+++ AVAILABLE DATA
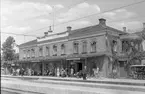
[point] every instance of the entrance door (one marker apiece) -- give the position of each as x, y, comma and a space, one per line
123, 73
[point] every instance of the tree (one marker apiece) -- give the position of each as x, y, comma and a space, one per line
8, 53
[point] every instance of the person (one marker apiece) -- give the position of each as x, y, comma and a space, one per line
18, 71
29, 71
85, 73
66, 72
22, 72
72, 71
58, 72
97, 72
32, 72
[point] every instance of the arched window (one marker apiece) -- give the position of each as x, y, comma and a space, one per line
76, 47
93, 46
84, 46
47, 51
54, 50
62, 49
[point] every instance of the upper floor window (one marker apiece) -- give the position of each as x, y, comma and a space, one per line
40, 51
24, 54
114, 45
54, 50
47, 51
93, 46
28, 54
84, 47
76, 47
62, 49
33, 52
125, 46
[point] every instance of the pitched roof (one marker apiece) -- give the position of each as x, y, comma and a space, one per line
33, 42
56, 39
96, 29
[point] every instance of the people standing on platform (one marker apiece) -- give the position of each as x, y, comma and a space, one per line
18, 71
85, 73
58, 72
22, 72
29, 72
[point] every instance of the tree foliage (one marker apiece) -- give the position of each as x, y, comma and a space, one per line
8, 53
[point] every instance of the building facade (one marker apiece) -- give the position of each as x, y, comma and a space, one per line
98, 46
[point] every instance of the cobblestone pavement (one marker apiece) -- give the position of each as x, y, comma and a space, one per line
48, 88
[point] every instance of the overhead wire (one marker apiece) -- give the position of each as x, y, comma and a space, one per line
69, 6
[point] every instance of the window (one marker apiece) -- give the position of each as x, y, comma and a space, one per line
33, 52
84, 47
76, 48
47, 51
24, 54
93, 46
28, 54
40, 51
114, 46
62, 49
125, 46
54, 50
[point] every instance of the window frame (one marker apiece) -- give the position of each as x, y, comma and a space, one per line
47, 51
54, 50
75, 51
93, 49
63, 49
40, 53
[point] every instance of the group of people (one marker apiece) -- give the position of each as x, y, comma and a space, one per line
22, 72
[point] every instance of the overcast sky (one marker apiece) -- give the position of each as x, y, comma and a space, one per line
27, 16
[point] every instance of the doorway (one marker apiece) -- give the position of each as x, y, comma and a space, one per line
123, 73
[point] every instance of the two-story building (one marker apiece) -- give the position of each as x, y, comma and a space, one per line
94, 46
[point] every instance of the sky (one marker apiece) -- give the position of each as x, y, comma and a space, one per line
30, 16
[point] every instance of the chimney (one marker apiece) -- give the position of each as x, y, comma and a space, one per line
124, 29
102, 21
50, 29
45, 33
68, 28
144, 26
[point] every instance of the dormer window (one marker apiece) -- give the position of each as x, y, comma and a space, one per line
93, 46
76, 47
54, 50
62, 49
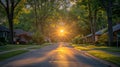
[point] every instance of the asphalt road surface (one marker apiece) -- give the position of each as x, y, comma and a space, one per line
57, 55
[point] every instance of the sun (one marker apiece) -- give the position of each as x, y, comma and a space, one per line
61, 30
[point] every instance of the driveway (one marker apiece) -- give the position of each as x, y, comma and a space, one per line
56, 55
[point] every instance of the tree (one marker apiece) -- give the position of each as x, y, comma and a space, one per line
108, 4
9, 6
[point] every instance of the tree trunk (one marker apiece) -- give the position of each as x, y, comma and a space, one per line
94, 24
109, 15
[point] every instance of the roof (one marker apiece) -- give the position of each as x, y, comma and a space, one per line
100, 32
22, 32
3, 28
116, 27
19, 32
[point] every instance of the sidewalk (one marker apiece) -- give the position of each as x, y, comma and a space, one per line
16, 49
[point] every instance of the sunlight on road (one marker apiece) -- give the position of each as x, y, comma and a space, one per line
62, 56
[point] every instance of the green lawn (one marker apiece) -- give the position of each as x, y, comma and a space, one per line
12, 47
40, 46
101, 52
105, 56
14, 53
11, 54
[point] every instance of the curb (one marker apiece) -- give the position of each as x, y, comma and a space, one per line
102, 61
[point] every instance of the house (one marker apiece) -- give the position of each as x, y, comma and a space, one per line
97, 35
116, 31
4, 34
22, 37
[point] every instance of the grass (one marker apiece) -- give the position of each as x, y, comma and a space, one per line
10, 47
40, 46
11, 54
105, 56
93, 47
101, 52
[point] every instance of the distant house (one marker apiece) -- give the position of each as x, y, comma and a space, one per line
4, 33
21, 36
116, 31
97, 35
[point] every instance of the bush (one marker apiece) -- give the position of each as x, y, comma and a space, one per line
38, 38
2, 41
102, 39
77, 40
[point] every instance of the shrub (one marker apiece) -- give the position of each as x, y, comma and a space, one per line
38, 38
77, 40
102, 39
2, 41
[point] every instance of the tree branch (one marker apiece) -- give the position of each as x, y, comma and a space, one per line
103, 4
17, 3
2, 4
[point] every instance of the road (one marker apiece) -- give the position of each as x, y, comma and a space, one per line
57, 55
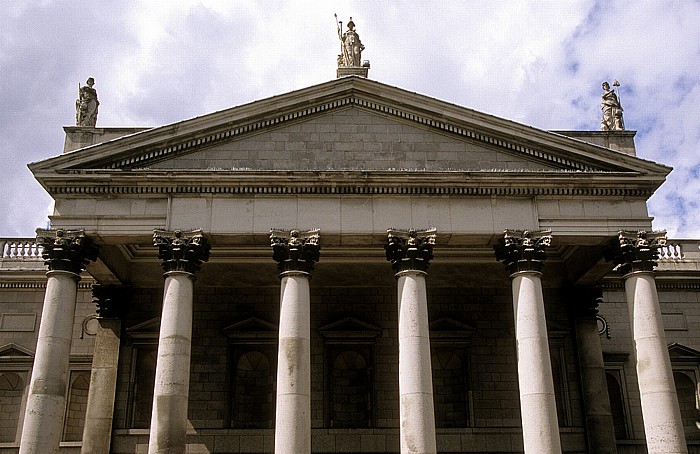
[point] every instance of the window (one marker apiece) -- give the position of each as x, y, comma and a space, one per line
143, 384
76, 406
349, 373
11, 391
252, 374
253, 387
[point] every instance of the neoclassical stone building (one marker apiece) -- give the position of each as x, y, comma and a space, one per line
350, 267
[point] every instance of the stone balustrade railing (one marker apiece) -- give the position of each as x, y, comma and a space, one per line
20, 249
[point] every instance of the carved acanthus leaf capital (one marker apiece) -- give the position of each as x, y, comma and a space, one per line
523, 250
294, 250
66, 250
181, 250
110, 300
635, 250
585, 300
410, 249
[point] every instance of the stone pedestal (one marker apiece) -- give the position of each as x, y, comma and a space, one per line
410, 253
600, 429
66, 254
182, 253
635, 254
296, 253
523, 255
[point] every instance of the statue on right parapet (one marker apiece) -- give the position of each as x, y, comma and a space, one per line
612, 109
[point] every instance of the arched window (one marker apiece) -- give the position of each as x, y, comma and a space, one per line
350, 389
617, 404
253, 391
11, 390
686, 389
76, 406
450, 387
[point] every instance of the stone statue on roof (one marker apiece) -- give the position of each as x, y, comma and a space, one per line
351, 46
612, 109
86, 104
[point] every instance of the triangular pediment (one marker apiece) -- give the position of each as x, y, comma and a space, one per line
252, 328
345, 125
350, 328
14, 350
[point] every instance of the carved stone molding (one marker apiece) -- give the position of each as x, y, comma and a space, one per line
66, 250
294, 250
523, 250
111, 300
410, 249
181, 250
635, 250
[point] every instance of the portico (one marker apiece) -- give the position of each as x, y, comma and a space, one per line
338, 351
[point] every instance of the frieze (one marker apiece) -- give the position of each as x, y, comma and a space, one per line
410, 249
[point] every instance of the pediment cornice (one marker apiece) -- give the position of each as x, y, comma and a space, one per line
162, 143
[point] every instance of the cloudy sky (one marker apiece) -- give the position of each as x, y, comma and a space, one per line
540, 63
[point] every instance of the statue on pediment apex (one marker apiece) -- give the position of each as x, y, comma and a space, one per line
351, 46
612, 109
86, 104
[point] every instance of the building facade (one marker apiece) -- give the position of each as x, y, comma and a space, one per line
349, 267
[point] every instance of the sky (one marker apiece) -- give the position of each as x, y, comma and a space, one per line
540, 63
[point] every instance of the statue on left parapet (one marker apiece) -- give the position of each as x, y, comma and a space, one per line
86, 105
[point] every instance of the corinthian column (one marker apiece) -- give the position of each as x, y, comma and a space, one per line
66, 253
522, 252
182, 254
410, 253
97, 433
635, 254
296, 253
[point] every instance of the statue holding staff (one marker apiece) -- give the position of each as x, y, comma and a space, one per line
351, 46
86, 104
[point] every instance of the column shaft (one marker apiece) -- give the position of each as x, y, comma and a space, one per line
97, 433
46, 404
293, 414
417, 414
169, 416
662, 419
600, 430
538, 406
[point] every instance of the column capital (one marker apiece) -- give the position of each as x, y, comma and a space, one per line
111, 300
635, 250
410, 250
294, 250
585, 300
523, 250
66, 250
181, 250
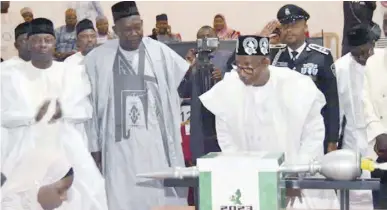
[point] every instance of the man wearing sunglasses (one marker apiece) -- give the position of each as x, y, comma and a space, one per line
259, 107
312, 60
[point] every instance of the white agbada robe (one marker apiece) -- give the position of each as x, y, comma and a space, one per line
375, 97
350, 82
24, 89
284, 115
146, 149
77, 59
5, 66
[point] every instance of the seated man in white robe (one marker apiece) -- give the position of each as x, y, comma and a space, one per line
259, 107
350, 70
29, 89
86, 41
136, 118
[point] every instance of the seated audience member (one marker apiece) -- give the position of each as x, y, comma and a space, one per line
66, 37
27, 14
21, 45
86, 41
222, 30
103, 32
375, 104
164, 31
40, 182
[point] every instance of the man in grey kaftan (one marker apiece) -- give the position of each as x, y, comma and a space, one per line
136, 122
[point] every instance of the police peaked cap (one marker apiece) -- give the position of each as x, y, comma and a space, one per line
291, 13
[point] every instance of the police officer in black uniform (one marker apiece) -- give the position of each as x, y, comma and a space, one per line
312, 60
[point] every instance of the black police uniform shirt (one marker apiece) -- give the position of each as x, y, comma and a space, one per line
316, 62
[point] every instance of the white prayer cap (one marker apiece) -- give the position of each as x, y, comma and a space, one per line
25, 10
101, 17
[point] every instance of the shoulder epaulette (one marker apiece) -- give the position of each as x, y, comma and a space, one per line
277, 46
319, 48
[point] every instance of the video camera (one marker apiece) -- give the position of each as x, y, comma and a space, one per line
204, 67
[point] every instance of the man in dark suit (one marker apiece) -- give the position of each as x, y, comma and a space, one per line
312, 60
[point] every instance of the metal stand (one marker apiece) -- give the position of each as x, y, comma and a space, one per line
344, 199
308, 183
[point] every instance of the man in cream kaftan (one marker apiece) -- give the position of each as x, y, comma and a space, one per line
136, 119
281, 115
25, 87
350, 71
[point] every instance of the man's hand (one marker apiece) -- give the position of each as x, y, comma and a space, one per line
58, 113
381, 146
332, 146
292, 195
217, 74
97, 156
191, 57
42, 111
269, 28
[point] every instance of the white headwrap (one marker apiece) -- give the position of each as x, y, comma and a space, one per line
36, 169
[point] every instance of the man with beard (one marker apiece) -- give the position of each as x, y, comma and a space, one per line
21, 45
350, 71
164, 33
375, 112
136, 120
259, 107
43, 91
86, 41
312, 60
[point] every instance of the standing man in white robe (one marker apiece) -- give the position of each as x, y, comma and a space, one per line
350, 70
136, 119
86, 41
23, 55
28, 90
259, 107
375, 112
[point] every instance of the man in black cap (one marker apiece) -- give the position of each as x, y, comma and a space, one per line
86, 41
163, 29
21, 45
136, 121
259, 107
312, 60
355, 13
350, 72
29, 89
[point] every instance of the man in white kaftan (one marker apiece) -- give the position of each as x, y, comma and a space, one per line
86, 41
136, 119
23, 56
350, 71
28, 89
259, 107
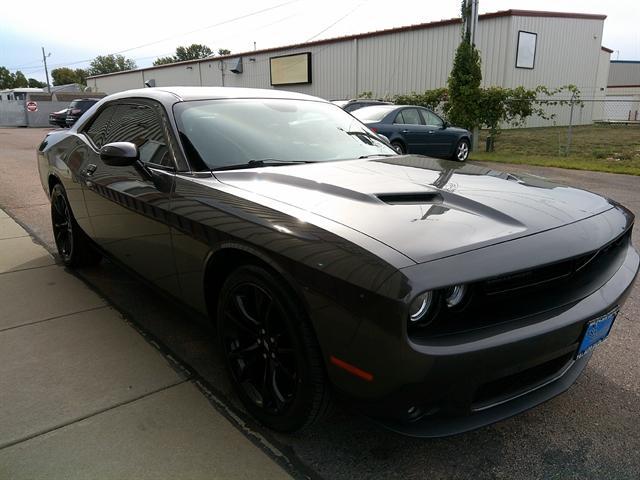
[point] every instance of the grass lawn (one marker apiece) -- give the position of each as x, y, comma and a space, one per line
602, 148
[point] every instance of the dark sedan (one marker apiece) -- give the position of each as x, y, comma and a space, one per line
412, 129
436, 296
355, 104
77, 108
59, 118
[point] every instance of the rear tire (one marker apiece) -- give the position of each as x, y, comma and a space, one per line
270, 350
74, 247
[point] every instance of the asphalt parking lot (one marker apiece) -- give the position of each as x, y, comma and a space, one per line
591, 431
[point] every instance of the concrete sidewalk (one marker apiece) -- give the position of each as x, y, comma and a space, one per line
83, 395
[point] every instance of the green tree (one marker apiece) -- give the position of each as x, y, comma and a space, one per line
33, 83
103, 64
6, 78
65, 76
192, 52
164, 61
19, 80
463, 105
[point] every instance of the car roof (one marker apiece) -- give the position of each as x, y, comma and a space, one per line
209, 93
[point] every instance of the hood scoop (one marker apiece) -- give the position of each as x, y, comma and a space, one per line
418, 198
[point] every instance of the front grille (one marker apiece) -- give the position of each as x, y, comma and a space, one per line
549, 273
511, 386
532, 294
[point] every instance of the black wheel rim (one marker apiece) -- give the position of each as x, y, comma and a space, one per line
259, 348
62, 225
462, 151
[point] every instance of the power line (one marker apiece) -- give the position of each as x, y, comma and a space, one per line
336, 22
224, 22
208, 27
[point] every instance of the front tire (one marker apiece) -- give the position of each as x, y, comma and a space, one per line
399, 147
461, 152
74, 247
270, 351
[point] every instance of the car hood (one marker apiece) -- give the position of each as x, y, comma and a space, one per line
422, 207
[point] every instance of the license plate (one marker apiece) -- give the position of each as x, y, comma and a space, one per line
597, 331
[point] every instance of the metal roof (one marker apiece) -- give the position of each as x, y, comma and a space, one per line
419, 26
209, 93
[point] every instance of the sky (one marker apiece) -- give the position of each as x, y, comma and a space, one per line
143, 31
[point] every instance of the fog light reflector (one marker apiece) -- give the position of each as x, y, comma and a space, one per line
455, 295
420, 306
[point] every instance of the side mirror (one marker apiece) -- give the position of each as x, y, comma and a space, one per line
119, 154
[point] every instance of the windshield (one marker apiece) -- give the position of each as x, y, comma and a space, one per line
219, 133
373, 114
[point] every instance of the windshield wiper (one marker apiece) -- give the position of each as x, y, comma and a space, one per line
266, 162
378, 155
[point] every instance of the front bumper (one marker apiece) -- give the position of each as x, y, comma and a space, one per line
461, 385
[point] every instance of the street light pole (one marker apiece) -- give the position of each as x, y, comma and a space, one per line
46, 72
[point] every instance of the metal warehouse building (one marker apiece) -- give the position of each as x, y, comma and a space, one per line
518, 47
624, 89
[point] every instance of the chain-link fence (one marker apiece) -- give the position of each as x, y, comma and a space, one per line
606, 128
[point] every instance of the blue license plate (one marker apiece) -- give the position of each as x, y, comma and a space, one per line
597, 331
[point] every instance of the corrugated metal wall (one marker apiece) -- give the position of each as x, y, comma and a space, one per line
624, 73
568, 52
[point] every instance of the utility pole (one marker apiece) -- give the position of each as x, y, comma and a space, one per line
46, 72
470, 27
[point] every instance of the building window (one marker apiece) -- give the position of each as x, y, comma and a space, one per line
526, 52
291, 69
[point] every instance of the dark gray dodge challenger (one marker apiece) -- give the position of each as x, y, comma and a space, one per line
436, 297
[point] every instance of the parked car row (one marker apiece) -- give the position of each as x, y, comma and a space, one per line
70, 115
410, 128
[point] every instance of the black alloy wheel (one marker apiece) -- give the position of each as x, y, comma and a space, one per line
271, 354
62, 223
399, 147
461, 152
73, 245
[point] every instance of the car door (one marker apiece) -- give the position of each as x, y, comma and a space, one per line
440, 141
413, 131
129, 205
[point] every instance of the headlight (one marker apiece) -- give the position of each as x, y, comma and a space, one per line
455, 295
420, 306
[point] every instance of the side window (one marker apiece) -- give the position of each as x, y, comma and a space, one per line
142, 126
97, 131
431, 119
409, 116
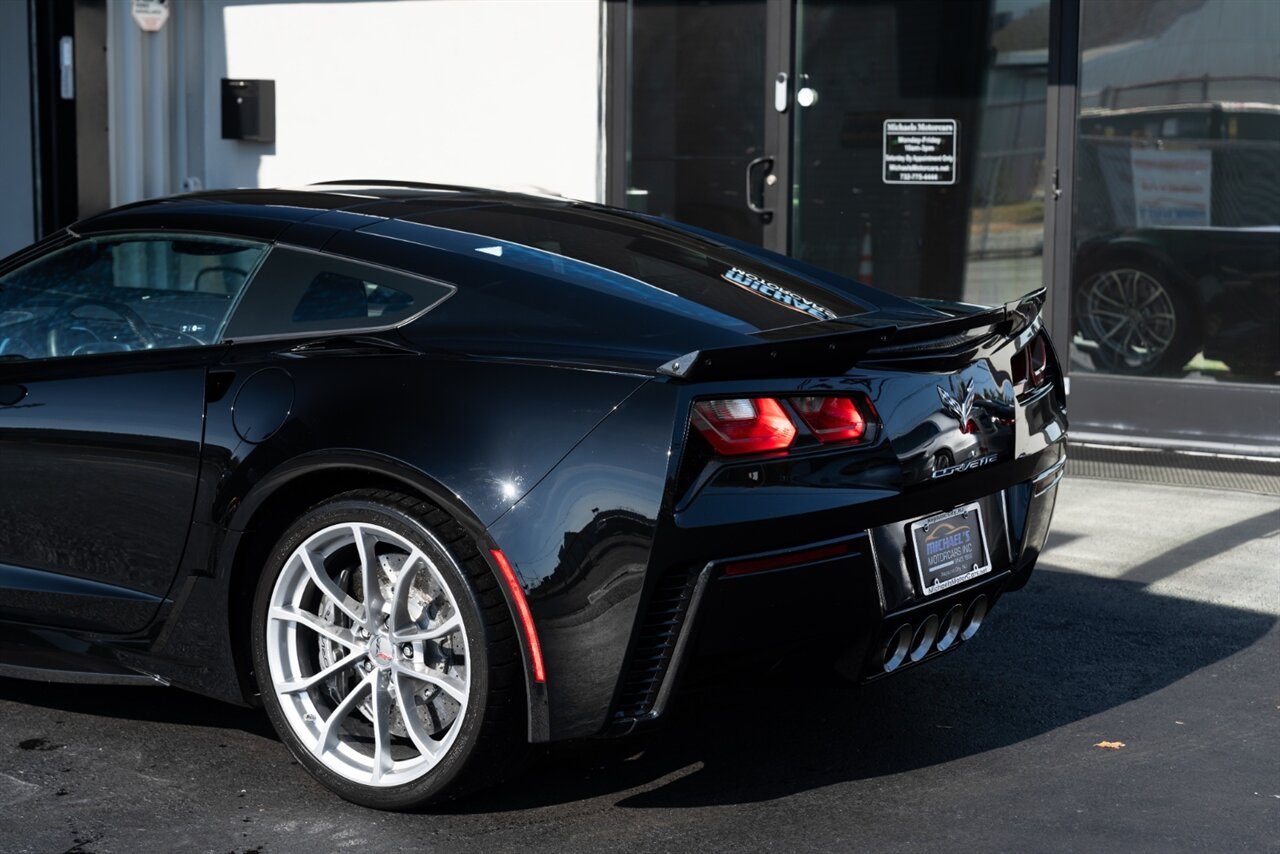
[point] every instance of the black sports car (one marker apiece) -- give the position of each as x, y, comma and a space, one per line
434, 471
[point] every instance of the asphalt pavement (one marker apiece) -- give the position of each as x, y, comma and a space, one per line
1151, 625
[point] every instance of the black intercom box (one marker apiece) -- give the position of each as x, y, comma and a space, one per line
248, 110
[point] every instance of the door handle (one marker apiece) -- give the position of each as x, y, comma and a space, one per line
12, 393
752, 193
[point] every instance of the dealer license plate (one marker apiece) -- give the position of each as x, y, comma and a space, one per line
950, 548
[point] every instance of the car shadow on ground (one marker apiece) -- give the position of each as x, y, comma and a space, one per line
1065, 648
156, 704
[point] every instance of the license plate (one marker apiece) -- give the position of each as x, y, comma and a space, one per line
950, 548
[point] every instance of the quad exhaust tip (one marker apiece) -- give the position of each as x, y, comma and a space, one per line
933, 635
896, 648
973, 617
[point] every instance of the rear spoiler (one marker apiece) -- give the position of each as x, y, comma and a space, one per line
937, 345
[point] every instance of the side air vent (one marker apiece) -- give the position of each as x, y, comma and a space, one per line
658, 633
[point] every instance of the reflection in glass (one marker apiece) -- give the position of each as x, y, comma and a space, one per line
1176, 220
979, 63
695, 110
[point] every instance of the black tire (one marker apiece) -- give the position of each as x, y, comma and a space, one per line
480, 745
1157, 338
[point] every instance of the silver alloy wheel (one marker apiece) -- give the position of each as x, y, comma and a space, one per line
1130, 315
368, 653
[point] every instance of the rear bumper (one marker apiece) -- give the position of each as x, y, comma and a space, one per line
854, 608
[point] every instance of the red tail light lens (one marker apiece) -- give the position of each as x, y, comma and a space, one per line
832, 419
744, 425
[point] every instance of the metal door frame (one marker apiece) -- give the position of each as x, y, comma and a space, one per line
1168, 412
777, 126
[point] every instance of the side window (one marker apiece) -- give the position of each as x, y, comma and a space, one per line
302, 292
117, 295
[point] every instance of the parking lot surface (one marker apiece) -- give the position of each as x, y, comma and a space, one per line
1151, 624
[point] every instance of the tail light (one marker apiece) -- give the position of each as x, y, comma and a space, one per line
832, 419
759, 424
1031, 361
744, 425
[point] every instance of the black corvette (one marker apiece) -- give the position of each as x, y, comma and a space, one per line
432, 473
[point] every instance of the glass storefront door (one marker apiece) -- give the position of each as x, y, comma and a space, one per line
696, 127
922, 146
1176, 218
919, 144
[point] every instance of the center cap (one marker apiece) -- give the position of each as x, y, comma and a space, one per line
380, 649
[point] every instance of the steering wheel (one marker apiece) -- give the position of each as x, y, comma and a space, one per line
137, 325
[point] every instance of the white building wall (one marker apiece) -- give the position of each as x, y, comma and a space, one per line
492, 92
489, 92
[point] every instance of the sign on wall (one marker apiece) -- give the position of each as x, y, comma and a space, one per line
150, 14
1171, 187
919, 151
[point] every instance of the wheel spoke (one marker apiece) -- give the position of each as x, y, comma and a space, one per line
369, 576
342, 711
315, 679
452, 624
1098, 293
451, 685
318, 625
400, 596
412, 722
327, 585
382, 715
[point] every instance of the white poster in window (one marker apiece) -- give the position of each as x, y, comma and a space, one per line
1171, 187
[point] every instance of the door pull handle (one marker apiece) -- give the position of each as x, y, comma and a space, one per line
752, 192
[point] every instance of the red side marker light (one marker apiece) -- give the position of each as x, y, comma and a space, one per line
526, 617
791, 558
744, 424
832, 419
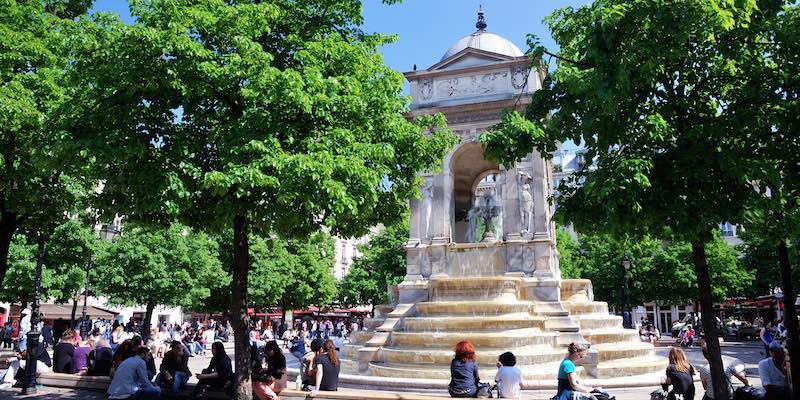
++++++
[REQUIREMENTS] Gather every line of the material above that contains the word "metal", and copy each one in full.

[WRITTEN RESPONSE]
[point] every instance of the metal stand (one marker apiece) -- give the position of each as x, y, comma and a space, one per line
[point] every instance of the metal roof (one marker apiece) -- give the position of each as x, y, comma and a space, one per line
[point] every instance of the metal warehouse building (one marker apiece) -- give the position of each as x, y, comma and a space, one per line
[point] every instance of the corrugated metal wall (one marker apiece) -- give the position of each as x, y, comma and a space, one per line
[point] every instance of the metal door frame (one marker apiece) -- give the position of each as x, y, comma and a space, one per line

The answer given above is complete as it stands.